= 理解度チェック =
A: 抜粋文のうち「でもある日、事態は急転した。嫁は休みで職場に差し入れを持ってきた。」という語句を含むところから始まり「は嫁が預かる事になった…が。」で終わる部分を、「ダックス犬」を「柴犬」に置き換えて書き直せ。
B: 抜粋文に出てくる「車」で終わる複合語を、「車」一字の語を除いてすべて挙げよ。
C: 高速道路での事故を描いた抜粋文について、その最後の文に続く場面を書け。

= 抜粋文 =
でもある日、事態は急転した。嫁は休みで職場に差し入れを持ってきた。
俺の好きなコーヒーに去年美味しかった限定パン。
あ~好きなもの知るのってこういう時に使うのかと今更納得した。
そして2人で社用車に乗り高速へ。
嫁は本を買いに行きたいそうで俺は仕事。途中で降ろす予定で乗せた。
ん?渋滞が出来てる?
事故か?事故だ!!燃えてる!!
え?嫁でてった!
ペットボトルの水でマフラー濡らして口に当てて炎上する車に突っ込んだ!
ススと火で真っ黒になった嫁が何か抱えて出てきた。
…ダックス犬とキジトラ猫だ。
人間は自力で脱出したみたいだけど、ケガしてる人が車を指差して尋常じゃないわめき方をしていると。
中に誰かとり残されてる!と救出にいった。
救急車と消防車がすぐに来て飼い主さんの搬送先を聞き、犬と猫は嫁が預かる事になった…が。
「あ、あの…。勝手な行動して申し訳ありませんでした…。社用車なのに…こんなドロドロじゃ乗れないのてすぐそこのパーキングでタクシー呼びます。」

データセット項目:
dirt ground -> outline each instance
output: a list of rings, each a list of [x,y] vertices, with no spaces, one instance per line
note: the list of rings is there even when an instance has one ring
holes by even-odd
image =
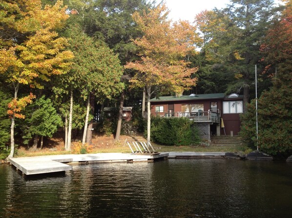
[[[81,146],[82,139],[73,139],[71,142],[71,151],[64,150],[63,134],[59,134],[50,139],[44,139],[42,149],[33,150],[27,145],[21,145],[17,148],[17,156],[37,156],[46,154],[78,153],[80,150],[78,146]],[[88,148],[91,152],[130,152],[126,144],[127,141],[132,140],[144,141],[142,135],[121,135],[119,141],[116,141],[113,135],[107,136],[105,135],[92,135],[92,145]]]

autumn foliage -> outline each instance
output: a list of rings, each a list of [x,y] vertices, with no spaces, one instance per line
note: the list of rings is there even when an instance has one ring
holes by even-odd
[[[189,63],[185,59],[200,40],[195,29],[187,21],[172,23],[167,19],[167,13],[166,6],[162,4],[147,14],[141,16],[136,12],[133,15],[144,34],[134,41],[141,59],[128,63],[125,68],[137,72],[130,81],[132,86],[152,88],[150,94],[158,90],[182,92],[196,81],[190,75],[197,69],[189,68]]]
[[[14,98],[10,103],[8,104],[7,114],[10,117],[14,116],[15,117],[21,119],[24,119],[25,116],[21,113],[22,109],[29,104],[32,103],[32,100],[36,98],[36,96],[32,93],[28,96],[23,97],[19,100]]]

= 課題の出力 =
A:
でもある日、事態は急転した。嫁は休みで職場に差し入れを持ってきた。
俺の好きなコーヒーに去年美味しかった限定パン。
あ~好きなもの知るのってこういう時に使うのかと今更納得した。
そして2人で社用車に乗り高速へ。
嫁は本を買いに行きたいそうで俺は仕事。途中で降ろす予定で乗せた。
ん?渋滞が出来てる?
事故か?事故だ!!燃えてる!!
え?嫁でてった!
ペットボトルの水でマフラー濡らして口に当てて炎上する車に突っ込んだ!
ススと火で真っ黒になった嫁が何か抱えて出てきた。
…柴犬とキジトラ猫だ。
人間は自力で脱出したみたいだけど、ケガしてる人が車を指差して尋常じゃないわめき方をしていると。
中に誰かとり残されてる!と救出にいった。
救急車と消防車がすぐに来て飼い主さんの搬送先を聞き、犬と猫は嫁が預かる事になった…が。

B: 社用車、救急車、消防車

C:
いやタクシーも乗車拒否だろう…。嫁も病院に搬送されそうになったが、犬猫を預けてから行くと伝えてた。
「いいよ、そのまま乗って。やけど痛くない?」
「え…でも」
「気にしないの。確かに好きだけど俺、仕事とプライベート超区別するでしょ?好きだから乗ってって言ってるんじゃなくて
俺が責任を取るべき件なんだから、シートの汚れはあとで洗車に出すし…。猫と犬はどうするの?」
嫁はすみません…。と言いながら乗ってくれた。
犬も猫もかなり怯えててヒゲがチリチリになってたけど異常なし。こいつらは今でも元気。
おめーら助けてくれた嫁はもういないんだぞー。
天寿を全うしろよ~と伝えにいきたい。
そこから嫁が少しずつ素を見せ始めた。
「汚い服と動物の毛が車内に汚れがつく事もいとわず助けて下さいました。本当にありがとうございました。」
「俺は事情の把握出来てなかったけど判ってたら動物大好きだし間違いなく同じ行動したから気にしないでw」
「マジっすか!私もめっちゃ好きなんですよ!」
いきなりフランクになった衝撃は忘れられないwwww
時々クールな態度に混じってフランクな態度が出てきた。予想以上だった。
「どうやったら女の子に身体洗って貰えるんすかね」
「犬の糞かと思ったらかりんとうだった」
「あーやべー世の中のおっぱい1日だけ独占したい」
嫁の素はこんなだった。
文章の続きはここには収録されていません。